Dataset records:
--- begin ---

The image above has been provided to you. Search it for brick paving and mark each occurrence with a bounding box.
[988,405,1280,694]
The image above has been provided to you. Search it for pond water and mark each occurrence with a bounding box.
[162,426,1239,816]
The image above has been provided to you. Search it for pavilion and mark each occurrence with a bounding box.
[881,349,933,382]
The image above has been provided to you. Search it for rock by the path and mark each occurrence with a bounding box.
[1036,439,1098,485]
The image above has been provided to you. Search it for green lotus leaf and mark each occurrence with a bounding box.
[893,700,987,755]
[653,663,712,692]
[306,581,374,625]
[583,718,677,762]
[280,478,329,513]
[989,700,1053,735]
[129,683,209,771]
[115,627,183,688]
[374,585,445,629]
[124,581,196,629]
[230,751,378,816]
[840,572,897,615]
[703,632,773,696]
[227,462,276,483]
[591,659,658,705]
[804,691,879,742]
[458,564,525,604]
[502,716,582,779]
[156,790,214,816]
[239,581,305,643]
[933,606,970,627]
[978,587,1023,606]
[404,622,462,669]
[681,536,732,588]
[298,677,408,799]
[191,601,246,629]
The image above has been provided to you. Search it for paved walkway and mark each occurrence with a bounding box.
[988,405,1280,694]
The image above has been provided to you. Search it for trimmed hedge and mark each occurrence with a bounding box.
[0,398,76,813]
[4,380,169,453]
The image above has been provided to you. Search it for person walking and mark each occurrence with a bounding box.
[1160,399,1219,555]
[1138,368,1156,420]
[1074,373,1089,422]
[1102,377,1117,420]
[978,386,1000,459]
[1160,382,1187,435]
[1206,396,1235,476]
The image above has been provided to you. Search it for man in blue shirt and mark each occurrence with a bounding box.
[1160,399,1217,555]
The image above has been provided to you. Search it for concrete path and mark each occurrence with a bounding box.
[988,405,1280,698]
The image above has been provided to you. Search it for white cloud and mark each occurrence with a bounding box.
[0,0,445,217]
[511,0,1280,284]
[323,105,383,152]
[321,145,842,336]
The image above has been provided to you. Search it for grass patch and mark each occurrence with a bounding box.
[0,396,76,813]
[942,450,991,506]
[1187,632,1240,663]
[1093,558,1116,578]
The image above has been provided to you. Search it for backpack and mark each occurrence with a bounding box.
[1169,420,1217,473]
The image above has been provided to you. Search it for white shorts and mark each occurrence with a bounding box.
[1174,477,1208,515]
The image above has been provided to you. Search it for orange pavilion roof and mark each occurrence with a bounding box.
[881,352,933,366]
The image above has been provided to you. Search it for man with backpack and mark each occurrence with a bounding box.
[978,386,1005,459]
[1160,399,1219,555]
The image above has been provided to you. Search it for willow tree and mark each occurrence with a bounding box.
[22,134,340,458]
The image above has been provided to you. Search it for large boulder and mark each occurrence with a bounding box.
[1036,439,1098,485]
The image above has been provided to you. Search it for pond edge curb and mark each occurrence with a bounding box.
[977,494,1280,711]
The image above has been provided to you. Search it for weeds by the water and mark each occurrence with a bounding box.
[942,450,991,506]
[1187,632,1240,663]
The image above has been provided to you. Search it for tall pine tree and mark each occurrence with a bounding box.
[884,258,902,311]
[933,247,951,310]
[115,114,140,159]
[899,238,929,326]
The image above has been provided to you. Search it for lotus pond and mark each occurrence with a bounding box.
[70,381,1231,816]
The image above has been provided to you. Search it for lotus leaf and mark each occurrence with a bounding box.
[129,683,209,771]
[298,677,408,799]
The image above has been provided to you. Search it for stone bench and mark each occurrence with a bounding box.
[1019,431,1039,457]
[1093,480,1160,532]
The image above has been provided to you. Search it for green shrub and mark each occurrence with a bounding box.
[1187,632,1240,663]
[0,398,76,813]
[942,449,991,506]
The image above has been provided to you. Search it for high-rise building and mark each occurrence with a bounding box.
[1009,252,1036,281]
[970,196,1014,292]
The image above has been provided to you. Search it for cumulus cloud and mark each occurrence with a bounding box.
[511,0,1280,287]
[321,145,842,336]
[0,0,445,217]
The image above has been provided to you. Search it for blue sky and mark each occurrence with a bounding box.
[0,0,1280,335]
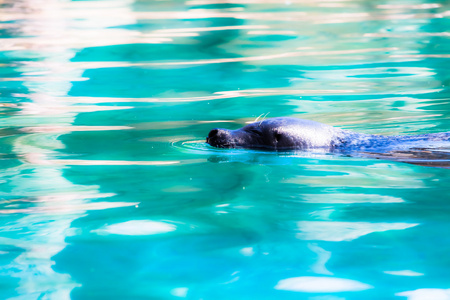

--- end ---

Aim of the task: Copy the material verbatim, beginning at the line that contains "it for large" and continuing through the end of the material. Leave the pictures out of your copy.

Task answer:
The image above has been provided to you. Search it for large boulder and mark each occurrence with a bounding box.
[1036,439,1098,485]
The image above has been provided to you. Search it for pond edge curb and mark each occurrence with a bounding box.
[977,494,1280,711]
The image above has been provided to you. Search it for weeds by the water and mark each occurrence with a bounding box.
[942,450,991,506]
[1187,632,1240,663]
The image above has been provided to you. Search it for tall pine tree and mark each occurrence with a bounding box.
[884,258,902,311]
[933,247,951,310]
[115,114,140,159]
[899,238,929,326]
The image above has been provided to you. Search it for lotus pond and mark each occurrence with a bounding box.
[70,381,1231,816]
The image above has been provided to you. Search it for lotus leaf and mark each occurrence with a bounding box.
[129,683,209,771]
[298,677,408,799]
The image above has been provided to you. Search it for stone bench and mark each occurrence with a bounding box.
[1019,431,1039,457]
[1093,480,1160,532]
The image above has been provided to you. Search it for green shrub and mark each occurrence with a bounding box.
[1187,632,1240,663]
[0,398,76,813]
[942,449,991,506]
The image above has been provided to you. Search it for high-rise building and mark each occurrence with a bounding box.
[1009,252,1036,281]
[970,196,1014,292]
The image above has been provided to you. Search it for cumulus cloud and mark each occurrence with a bounding box.
[511,0,1280,287]
[321,145,842,336]
[0,0,445,217]
The image above has been provided to you. Search it for blue sky and mark each occurrence with a bounding box.
[0,0,1280,335]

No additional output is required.